### Listing

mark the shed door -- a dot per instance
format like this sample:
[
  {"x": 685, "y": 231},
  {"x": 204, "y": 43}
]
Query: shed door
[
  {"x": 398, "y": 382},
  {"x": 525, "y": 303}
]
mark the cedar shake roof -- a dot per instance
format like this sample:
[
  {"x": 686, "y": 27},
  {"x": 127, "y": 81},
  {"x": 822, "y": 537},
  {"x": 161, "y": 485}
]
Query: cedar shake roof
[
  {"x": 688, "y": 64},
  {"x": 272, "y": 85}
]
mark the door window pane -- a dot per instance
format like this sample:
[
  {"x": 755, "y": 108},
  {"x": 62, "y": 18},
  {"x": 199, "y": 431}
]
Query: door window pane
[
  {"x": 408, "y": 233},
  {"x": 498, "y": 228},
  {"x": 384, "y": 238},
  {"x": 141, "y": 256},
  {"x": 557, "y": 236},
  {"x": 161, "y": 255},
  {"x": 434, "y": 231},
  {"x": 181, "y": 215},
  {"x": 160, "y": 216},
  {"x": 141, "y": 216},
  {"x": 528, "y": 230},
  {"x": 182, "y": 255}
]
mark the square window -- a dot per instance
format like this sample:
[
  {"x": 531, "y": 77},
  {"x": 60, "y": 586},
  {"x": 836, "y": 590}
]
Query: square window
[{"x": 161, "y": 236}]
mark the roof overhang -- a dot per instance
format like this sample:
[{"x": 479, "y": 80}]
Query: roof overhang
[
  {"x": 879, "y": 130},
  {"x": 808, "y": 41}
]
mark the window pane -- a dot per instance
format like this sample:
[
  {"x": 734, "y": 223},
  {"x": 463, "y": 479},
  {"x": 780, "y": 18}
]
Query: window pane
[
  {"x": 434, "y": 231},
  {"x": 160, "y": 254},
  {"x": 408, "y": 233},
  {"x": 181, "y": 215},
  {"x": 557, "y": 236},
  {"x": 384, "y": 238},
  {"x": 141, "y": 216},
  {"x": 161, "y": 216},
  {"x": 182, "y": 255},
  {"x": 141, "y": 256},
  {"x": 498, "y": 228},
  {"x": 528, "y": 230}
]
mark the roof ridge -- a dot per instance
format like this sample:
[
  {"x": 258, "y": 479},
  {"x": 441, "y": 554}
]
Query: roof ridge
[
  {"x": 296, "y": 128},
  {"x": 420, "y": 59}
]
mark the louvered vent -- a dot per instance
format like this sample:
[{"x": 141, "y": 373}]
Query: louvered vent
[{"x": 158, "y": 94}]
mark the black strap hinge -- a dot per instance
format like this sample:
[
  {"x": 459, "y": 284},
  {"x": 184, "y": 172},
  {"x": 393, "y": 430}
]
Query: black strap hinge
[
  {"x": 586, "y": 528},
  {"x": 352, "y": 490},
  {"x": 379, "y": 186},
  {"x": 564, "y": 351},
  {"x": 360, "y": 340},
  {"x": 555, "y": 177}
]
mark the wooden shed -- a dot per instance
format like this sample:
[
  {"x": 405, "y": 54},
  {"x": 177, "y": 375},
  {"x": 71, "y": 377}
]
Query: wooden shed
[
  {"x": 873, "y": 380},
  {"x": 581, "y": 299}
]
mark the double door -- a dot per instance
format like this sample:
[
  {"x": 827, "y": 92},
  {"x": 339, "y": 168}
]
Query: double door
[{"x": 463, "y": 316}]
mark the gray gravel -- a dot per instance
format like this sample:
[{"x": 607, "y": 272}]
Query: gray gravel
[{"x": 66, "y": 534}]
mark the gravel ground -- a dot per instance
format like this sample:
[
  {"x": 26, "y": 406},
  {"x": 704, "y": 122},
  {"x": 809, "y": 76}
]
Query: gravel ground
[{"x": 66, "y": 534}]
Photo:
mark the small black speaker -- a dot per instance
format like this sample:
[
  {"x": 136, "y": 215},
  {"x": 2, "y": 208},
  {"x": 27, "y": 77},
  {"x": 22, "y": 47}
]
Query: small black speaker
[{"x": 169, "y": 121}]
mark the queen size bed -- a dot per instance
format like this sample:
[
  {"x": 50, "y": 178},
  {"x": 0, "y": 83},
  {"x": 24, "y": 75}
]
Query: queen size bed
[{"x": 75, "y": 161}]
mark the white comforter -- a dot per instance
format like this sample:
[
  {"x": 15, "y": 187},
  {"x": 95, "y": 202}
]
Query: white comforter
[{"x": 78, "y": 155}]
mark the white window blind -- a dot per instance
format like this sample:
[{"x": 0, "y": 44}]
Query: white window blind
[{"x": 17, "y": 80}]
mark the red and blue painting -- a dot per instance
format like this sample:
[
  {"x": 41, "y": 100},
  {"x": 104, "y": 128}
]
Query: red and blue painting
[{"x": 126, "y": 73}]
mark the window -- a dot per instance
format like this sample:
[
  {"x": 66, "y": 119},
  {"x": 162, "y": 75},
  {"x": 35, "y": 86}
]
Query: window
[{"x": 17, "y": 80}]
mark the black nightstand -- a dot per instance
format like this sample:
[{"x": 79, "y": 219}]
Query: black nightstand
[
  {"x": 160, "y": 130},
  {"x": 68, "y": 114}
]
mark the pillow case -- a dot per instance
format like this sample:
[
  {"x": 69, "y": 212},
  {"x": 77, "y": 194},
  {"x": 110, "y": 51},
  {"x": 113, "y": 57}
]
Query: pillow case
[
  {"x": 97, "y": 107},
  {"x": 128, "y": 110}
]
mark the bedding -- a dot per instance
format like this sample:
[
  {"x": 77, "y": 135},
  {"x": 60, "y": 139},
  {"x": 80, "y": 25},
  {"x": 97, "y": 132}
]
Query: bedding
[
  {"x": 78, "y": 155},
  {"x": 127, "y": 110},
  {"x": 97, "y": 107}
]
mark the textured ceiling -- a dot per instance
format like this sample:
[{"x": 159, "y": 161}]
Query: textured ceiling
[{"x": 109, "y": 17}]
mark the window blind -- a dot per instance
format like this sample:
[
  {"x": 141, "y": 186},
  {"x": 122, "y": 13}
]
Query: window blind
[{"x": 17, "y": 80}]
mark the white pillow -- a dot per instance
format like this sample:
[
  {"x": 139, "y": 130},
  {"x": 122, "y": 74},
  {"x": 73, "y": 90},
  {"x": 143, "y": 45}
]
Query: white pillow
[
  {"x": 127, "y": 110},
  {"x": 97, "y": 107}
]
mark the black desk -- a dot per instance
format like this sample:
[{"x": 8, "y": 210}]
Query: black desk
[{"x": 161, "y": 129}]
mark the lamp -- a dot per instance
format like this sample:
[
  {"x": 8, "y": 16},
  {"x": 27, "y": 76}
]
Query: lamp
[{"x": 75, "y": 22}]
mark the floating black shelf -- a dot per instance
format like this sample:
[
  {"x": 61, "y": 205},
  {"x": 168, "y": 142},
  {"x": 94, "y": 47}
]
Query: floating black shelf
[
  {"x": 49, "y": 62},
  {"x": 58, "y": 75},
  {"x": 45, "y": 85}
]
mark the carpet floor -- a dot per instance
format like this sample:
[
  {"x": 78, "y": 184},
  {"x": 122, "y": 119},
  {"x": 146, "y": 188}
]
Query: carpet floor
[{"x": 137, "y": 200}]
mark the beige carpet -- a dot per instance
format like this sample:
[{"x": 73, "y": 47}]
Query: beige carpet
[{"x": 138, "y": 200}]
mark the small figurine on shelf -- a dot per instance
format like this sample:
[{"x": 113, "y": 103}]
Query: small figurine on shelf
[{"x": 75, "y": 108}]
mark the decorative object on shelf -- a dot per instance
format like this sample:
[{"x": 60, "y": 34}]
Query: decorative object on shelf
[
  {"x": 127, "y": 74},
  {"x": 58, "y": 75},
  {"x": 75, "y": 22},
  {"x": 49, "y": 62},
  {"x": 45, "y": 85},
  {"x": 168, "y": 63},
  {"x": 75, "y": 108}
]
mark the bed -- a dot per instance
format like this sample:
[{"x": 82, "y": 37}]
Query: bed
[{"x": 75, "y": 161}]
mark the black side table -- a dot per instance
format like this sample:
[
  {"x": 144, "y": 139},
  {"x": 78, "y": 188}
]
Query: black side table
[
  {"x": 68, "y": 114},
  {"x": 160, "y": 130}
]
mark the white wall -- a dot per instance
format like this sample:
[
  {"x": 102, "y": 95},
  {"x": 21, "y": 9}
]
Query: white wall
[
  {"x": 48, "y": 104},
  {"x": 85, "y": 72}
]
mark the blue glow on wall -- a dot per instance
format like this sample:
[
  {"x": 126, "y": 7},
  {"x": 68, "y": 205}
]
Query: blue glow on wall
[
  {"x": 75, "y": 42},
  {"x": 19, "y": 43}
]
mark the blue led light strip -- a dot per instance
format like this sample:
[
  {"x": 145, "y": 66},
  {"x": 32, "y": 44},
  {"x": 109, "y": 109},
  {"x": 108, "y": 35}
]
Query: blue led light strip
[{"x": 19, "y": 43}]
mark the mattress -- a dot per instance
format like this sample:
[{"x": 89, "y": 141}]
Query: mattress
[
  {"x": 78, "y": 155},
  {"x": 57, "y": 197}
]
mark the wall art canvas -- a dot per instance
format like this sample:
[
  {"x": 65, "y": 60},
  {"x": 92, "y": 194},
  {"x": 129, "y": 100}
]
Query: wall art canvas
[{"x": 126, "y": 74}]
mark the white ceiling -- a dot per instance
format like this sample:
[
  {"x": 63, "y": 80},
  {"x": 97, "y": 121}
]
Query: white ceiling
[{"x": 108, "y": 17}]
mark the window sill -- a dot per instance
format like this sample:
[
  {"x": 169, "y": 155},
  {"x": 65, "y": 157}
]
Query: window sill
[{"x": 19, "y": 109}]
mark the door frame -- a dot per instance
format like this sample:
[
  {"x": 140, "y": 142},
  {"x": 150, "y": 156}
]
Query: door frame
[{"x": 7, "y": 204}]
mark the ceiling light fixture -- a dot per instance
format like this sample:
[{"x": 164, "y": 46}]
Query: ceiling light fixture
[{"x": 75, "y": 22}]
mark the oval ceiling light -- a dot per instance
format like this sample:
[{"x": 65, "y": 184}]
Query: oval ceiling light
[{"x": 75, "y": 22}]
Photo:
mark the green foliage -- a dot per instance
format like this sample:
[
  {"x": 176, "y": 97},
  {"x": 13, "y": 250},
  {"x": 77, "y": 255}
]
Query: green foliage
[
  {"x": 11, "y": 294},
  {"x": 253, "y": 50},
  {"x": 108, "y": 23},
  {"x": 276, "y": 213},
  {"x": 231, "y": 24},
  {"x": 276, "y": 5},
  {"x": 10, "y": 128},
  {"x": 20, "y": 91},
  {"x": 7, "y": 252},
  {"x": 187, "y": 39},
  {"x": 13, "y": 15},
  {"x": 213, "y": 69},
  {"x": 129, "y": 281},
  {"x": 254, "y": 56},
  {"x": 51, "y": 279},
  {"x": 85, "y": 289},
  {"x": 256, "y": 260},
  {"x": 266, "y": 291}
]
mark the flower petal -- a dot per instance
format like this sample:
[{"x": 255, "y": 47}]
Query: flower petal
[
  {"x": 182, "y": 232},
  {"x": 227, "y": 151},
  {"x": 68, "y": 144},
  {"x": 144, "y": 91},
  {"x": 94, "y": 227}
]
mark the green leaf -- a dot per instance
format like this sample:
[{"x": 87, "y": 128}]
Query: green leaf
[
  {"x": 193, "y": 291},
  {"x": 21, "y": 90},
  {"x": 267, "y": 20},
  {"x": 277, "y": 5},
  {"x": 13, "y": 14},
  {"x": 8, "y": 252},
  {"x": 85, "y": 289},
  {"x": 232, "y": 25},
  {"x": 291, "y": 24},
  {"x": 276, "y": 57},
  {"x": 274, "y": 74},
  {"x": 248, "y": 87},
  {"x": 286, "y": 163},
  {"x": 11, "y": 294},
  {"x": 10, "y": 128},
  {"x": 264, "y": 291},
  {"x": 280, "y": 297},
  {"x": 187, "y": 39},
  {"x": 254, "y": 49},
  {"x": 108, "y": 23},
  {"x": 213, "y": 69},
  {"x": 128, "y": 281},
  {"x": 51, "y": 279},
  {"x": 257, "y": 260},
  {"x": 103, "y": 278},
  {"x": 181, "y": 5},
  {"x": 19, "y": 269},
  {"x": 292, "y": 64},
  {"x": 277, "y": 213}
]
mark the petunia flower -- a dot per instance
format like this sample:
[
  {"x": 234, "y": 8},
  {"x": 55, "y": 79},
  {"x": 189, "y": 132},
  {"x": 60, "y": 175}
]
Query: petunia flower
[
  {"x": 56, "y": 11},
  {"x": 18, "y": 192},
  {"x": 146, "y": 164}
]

### What to do
Find the line with "mark the flower petal -- a dot per instance" in the listing above, then write out that line and each remaining line exactly, with no other text.

### Answer below
mark the flower petal -- a dot per instance
format like this sample:
[{"x": 255, "y": 47}]
Query: flower petal
[
  {"x": 182, "y": 232},
  {"x": 227, "y": 151},
  {"x": 68, "y": 144},
  {"x": 144, "y": 91},
  {"x": 94, "y": 227}
]
mark the green leaf -- a dot per instance
format like this sample:
[{"x": 87, "y": 128}]
Query: green leaf
[
  {"x": 193, "y": 291},
  {"x": 21, "y": 90},
  {"x": 267, "y": 20},
  {"x": 277, "y": 5},
  {"x": 13, "y": 14},
  {"x": 8, "y": 252},
  {"x": 85, "y": 289},
  {"x": 232, "y": 25},
  {"x": 291, "y": 24},
  {"x": 276, "y": 57},
  {"x": 274, "y": 74},
  {"x": 248, "y": 87},
  {"x": 286, "y": 163},
  {"x": 11, "y": 294},
  {"x": 10, "y": 128},
  {"x": 264, "y": 291},
  {"x": 280, "y": 297},
  {"x": 187, "y": 39},
  {"x": 254, "y": 49},
  {"x": 108, "y": 23},
  {"x": 213, "y": 69},
  {"x": 128, "y": 281},
  {"x": 51, "y": 279},
  {"x": 257, "y": 260},
  {"x": 103, "y": 278},
  {"x": 181, "y": 5},
  {"x": 19, "y": 269},
  {"x": 292, "y": 64},
  {"x": 277, "y": 213}
]
mark the petunia flower -- a dot per instance
format like this sample:
[
  {"x": 234, "y": 8},
  {"x": 55, "y": 79},
  {"x": 189, "y": 132},
  {"x": 60, "y": 175}
]
Query: petunia flower
[
  {"x": 56, "y": 11},
  {"x": 18, "y": 192},
  {"x": 146, "y": 164}
]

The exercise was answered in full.